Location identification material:
_ _ _ _ _ _ _

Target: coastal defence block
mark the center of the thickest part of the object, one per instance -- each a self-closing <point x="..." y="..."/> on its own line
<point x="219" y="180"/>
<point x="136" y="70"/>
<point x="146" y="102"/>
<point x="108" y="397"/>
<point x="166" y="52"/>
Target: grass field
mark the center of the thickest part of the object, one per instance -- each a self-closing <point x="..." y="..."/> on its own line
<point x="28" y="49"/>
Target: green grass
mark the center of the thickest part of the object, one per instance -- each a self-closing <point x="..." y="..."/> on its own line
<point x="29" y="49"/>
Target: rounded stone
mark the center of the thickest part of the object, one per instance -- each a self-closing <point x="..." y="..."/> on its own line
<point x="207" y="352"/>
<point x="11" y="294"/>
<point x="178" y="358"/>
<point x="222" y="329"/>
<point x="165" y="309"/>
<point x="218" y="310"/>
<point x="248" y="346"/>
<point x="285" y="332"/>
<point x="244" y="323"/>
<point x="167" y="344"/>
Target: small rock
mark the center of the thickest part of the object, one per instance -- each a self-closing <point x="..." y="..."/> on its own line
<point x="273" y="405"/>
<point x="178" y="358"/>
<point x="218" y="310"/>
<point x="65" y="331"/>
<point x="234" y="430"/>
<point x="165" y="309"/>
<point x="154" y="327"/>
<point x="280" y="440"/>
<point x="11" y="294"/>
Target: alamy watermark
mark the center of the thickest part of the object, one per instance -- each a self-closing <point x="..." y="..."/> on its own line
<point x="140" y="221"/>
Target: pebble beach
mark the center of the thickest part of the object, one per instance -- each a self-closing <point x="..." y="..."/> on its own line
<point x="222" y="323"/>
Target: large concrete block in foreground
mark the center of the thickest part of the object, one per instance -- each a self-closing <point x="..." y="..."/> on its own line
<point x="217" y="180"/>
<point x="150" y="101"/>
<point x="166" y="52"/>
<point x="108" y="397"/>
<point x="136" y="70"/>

_ _ _ _ _ _ _

TASK BRIEF
Copy all of the material above line for line, with no changes.

SOLUTION
Target: coastal defence block
mark the center of the thickest part of the object, one per instance -- each a self-closing <point x="..." y="..."/> on its own line
<point x="219" y="180"/>
<point x="136" y="70"/>
<point x="146" y="102"/>
<point x="108" y="397"/>
<point x="166" y="52"/>
Target: grass field
mark the center of the thickest part of the object, one per instance -- each a self-closing <point x="..." y="..."/> on its own line
<point x="28" y="49"/>
Target: green grass
mark the center of the thickest part of the object, one per instance -- each a self-closing <point x="..." y="..."/> on its own line
<point x="29" y="49"/>
Target: rounded stone
mark the center of the thickest part of the object, one per instance -- each a self-closing <point x="..." y="..."/> on its own line
<point x="207" y="352"/>
<point x="11" y="294"/>
<point x="178" y="358"/>
<point x="222" y="329"/>
<point x="165" y="309"/>
<point x="218" y="310"/>
<point x="248" y="346"/>
<point x="285" y="332"/>
<point x="244" y="323"/>
<point x="167" y="344"/>
Target: small rock
mark the center of the thickest part of the object, one per instance -- each a self-closing <point x="..." y="..."/> on its own line
<point x="273" y="405"/>
<point x="178" y="358"/>
<point x="218" y="310"/>
<point x="65" y="331"/>
<point x="234" y="430"/>
<point x="165" y="309"/>
<point x="154" y="327"/>
<point x="280" y="440"/>
<point x="11" y="294"/>
Target: alamy watermark
mark the center of the thickest part of the object, one per instance -- each a self-closing <point x="..." y="..."/> on its own line
<point x="140" y="221"/>
Target: pebble beach
mark the center of the thickest part of the object, one per instance -- each a self-closing <point x="..." y="..."/> on its own line
<point x="222" y="323"/>
Target: large concrete block in foreground
mark the center of the thickest part of the object, one per instance -- each a self-closing <point x="..." y="..."/> on its own line
<point x="217" y="180"/>
<point x="150" y="101"/>
<point x="166" y="52"/>
<point x="108" y="397"/>
<point x="136" y="70"/>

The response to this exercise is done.